*WHAT IS REQUIRED*:
Below are a blog post about working on websites and a set of entries. Continue the blog post from where it stops.

*EXTRACT PROVIDED*:
Working on Websites (Oh, my!)

I’m not a computer dummy, but neither am I a guru. I deal with my computer and make my way around the internet in a fairly competent manner, but some days it isn’t without a degree of stress.

Some writers have multiple websites or blogs. I have just one, but have established cyber locations for three organizations and three other writers. Mostly it has involved using WordPress templates and has been relatively easy.

Then the day arrived when it became necessary to revamp my church’s website! (Yes, that sentence was meant to end with an exclamation mark.) The original server was going down, and it was the opportune time to start over from scratch.

It was decided we needed a professional look, not achievable with a blog template. This time we would have a brand new site, created by a professional web designer.

While the new website is beautiful, it’s requiring a steep learning curve for me, and that’s both challenging and stressful. I’ll survive, but I’m sure it’s going to be quite some time before this shiny new website is ready to ‘go live’.

Website Screenshot 2

For those of you who have gone this route, too, how much value do you place on the aesthetics of a site? I tend to think first impressions are important — that visitors judge the appeal and suitability of a congregation/writer/product by its cyber-face. Am I wrong? Is the bare message conveyed by text and photos more important than a polished presentation? When you visit a website, how do you react to your initial encounter?

~  ~  ~


Published by Carol

A freelance writer of fiction and non-fiction living on the West Coast of Canada.

13 thoughts on “Working on Websites (Oh, my!)

*DATA SHOWN*:
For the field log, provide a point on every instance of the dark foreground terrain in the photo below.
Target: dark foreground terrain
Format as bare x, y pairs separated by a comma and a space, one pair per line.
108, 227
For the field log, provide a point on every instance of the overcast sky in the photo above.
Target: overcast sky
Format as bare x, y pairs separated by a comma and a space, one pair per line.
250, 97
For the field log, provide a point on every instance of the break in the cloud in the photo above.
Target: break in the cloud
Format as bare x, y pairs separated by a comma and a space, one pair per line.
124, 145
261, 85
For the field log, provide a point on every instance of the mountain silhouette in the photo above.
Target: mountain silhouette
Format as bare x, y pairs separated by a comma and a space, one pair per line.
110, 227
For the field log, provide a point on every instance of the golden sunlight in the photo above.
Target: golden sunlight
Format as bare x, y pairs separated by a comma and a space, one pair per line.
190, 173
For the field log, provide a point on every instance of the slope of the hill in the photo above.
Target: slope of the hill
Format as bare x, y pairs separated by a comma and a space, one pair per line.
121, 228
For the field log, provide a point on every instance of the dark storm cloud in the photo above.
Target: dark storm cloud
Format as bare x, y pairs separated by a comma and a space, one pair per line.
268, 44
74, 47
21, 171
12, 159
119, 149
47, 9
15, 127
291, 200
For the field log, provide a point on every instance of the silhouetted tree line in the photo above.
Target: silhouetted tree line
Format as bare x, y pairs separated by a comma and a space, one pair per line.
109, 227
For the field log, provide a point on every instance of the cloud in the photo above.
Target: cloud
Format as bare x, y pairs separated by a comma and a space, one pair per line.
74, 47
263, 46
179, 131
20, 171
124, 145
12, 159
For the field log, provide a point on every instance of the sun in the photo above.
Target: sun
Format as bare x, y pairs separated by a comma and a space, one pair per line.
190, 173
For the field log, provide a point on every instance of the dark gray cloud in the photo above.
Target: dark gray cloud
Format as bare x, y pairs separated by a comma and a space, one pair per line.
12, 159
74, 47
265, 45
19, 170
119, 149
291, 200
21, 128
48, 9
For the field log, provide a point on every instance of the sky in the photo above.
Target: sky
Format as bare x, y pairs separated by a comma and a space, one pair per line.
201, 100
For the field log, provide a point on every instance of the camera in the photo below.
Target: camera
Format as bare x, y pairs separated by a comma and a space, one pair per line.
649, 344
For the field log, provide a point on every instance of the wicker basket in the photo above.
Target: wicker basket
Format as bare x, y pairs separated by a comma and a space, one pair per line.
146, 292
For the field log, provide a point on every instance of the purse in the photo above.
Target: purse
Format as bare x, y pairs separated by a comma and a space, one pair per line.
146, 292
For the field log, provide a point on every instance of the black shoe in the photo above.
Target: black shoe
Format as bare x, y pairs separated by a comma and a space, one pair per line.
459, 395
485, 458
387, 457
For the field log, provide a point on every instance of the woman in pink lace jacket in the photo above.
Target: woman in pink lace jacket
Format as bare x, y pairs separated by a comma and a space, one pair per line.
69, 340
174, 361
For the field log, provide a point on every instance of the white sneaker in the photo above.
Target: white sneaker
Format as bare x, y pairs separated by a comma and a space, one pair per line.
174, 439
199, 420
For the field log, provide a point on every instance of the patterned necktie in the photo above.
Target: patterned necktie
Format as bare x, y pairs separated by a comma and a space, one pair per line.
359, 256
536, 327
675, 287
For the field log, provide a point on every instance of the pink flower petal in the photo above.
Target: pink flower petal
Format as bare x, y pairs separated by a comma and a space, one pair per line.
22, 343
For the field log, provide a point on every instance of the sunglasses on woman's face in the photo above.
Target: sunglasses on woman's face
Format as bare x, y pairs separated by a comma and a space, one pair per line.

*IN RESPONSE*:
  1. I might be biased, as I come from a graphic design background, but I place considerable emphasis on the aesthetics of a site. It’s your billboard. It’s your welcome mat. It’s the front door to your business. Even if that “business” is a church (which, despite what we’d like to believe, it is a business in addition to being a house of worship), it must present itself well, and the design should correspond to the look and feel of the church body itself.

    That said, I think the new design is beautiful, warm, and comforting. I’ll admit that I snuck a peek at the current one–oh, my… um… yes, I agree, a redesign was in order, and you’ve done a fine job.

    1. I was happy to get your input, Jeanne. Our intent really is to make sure it conveys ‘the look and feel of the church body’, so viewers get a sense of the welcome and friendliness. I was particularly glad to hear that you think the new design looks ‘warm and comforting’.

  2. My first visit is important. I learn quickly where I can find the right links. It’s surprising still, how often I can’t find the comment link or the blogger’s name. Why those two things must be a secret is a mystery. I like blogs that are easy on my eyes and easy to read. I don’t think that’s hard to produce, yet I’m surprised how many bloggers don’t get it and make maneuvering their blog feel like a trek through the jungle. Having said that, I try to make my own blog as simple as possible. My email addy is at the end of my profile text at the top of my blog. Ask me how many times someone has asked me where they can find my email addy? LOL.

    1. I agree, Joylene. If I can’t find the features I’m looking for, I get impatient and often leave the site, so I try to keep my blog uncluttered and simple to navigate, too. I have a Contact page for e-mail, etc., so haven’t included that on my blog’s Home page.

      While most pages on our church’s site won’t have a comment option, the blog page might. What we think most visitors will want to find quickly is basic information about the church — primarily its location and service time — and then easy links to other information. We’re still experimenting a bit with suitable locations for things like that.

  3. The most important thing is for the site to be up to date. If I come to a site and all the events are three years old, I wonder if the organization is still in existence.
    I also can’t stand cluttered sites, too much info crammed on each page. Your new design looks nice and clean.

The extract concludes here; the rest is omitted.